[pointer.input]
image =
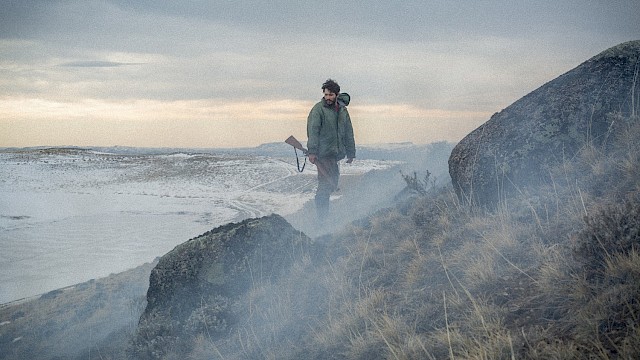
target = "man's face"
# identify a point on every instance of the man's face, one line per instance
(329, 97)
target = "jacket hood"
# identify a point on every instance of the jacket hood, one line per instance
(344, 99)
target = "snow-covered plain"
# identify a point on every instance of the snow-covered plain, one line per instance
(68, 215)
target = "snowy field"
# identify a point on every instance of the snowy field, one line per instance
(70, 215)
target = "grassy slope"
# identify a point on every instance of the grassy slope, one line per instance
(554, 274)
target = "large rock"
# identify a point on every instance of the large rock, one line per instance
(197, 287)
(513, 150)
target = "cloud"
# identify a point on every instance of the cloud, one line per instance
(458, 57)
(95, 63)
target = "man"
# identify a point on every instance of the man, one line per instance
(330, 139)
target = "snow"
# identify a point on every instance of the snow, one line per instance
(70, 215)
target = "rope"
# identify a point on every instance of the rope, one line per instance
(298, 161)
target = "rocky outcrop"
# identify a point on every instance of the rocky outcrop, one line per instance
(514, 149)
(197, 287)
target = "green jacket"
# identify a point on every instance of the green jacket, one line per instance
(329, 132)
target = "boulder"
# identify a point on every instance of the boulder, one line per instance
(197, 288)
(514, 149)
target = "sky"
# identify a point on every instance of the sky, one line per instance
(237, 73)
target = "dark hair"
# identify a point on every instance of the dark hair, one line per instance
(331, 86)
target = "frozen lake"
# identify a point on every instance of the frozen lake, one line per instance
(70, 215)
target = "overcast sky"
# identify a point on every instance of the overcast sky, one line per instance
(240, 73)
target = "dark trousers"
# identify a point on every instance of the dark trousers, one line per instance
(328, 175)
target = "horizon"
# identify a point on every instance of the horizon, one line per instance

• • • • • • •

→ **Task to carry out**
Show each line from the records above that contains the word "plain".

→ **Complete response**
target = "snow-covered plain"
# identify a point on every instance of the snow-covered plain, one line per instance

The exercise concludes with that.